═════ Selected passage ═════

Data Analysis Project

set

load package

install.packages("pander", repos = "http://cran.us.r-project.org/")

## 
## The downloaded binary packages are in
##  /var/folders/sp/nzv75y0j265chzqq39942g6w0000gn/T//RtmpAyfecS/downloaded_packages

library(pander)
library(tidyr)

## Warning: package 'tidyr' was built under R version 3.4.3

library(pwr)

## Warning: package 'pwr' was built under R version 3.4.3

library(ggplot2)
library(dplyr)

## 
## Attaching package: 'dplyr'

## The following objects are masked from 'package:stats':
## 
##     filter, lag

## The following objects are masked from 'package:base':
## 
##     intersect, setdiff, setequal, union

library(statsr)
library(gridExtra)

## 
## Attaching package: 'gridExtra'

## The following object is masked from 'package:dplyr':
## 
##     combine

source("http://bit.ly/dasi_inference")

═════ Material for this exercise ═════

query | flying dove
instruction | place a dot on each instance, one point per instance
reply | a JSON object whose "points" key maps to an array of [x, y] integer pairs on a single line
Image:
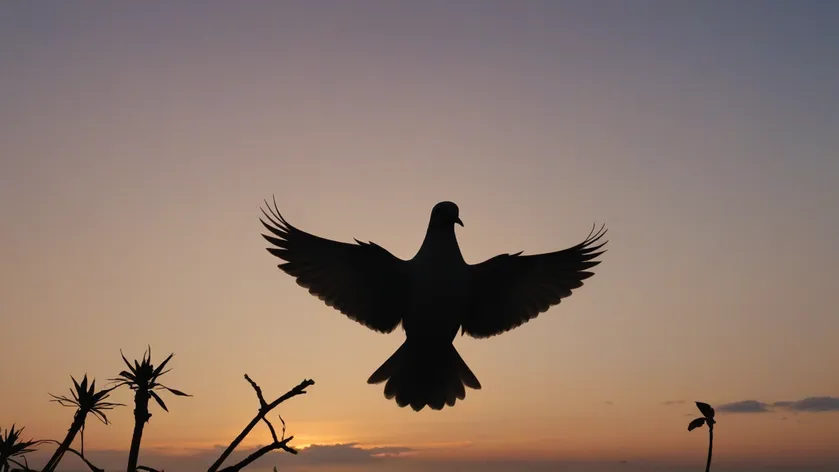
{"points": [[433, 295]]}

═════

Parts of the exercise:
- 1) Using the R setup page, answer yes or no to each statement and quote the words that decide it: (a) The tidyr package was built under R version 3.4.3. (b) Attaching gridExtra masks filter from dplyr. (c) The pander package is installed from http://cran.us.r-project.org/.
- 2) Shift every point coordinate in the answers of the rows by adding 17 to each number, and write all the lines of the rows out again, requests included. Leave the pictures out.
The R setup page and the rows have nothing to do with each other.

Outputs:
- 1)
(a) Yes: "## Warning: package 'tidyr' was built under R version 3.4.3"
(b) No: "## The following object is masked from 'package:dplyr':" followed by "##     combine"
(c) Yes: "install.packages("pander", repos = "http://cran.us.r-project.org/")"

- 2)
query | flying dove
instruction | place a dot on each instance, one point per instance
reply | a JSON object whose "points" key maps to an array of [x, y] integer pairs on a single line
Image:
{"points": [[450, 312]]}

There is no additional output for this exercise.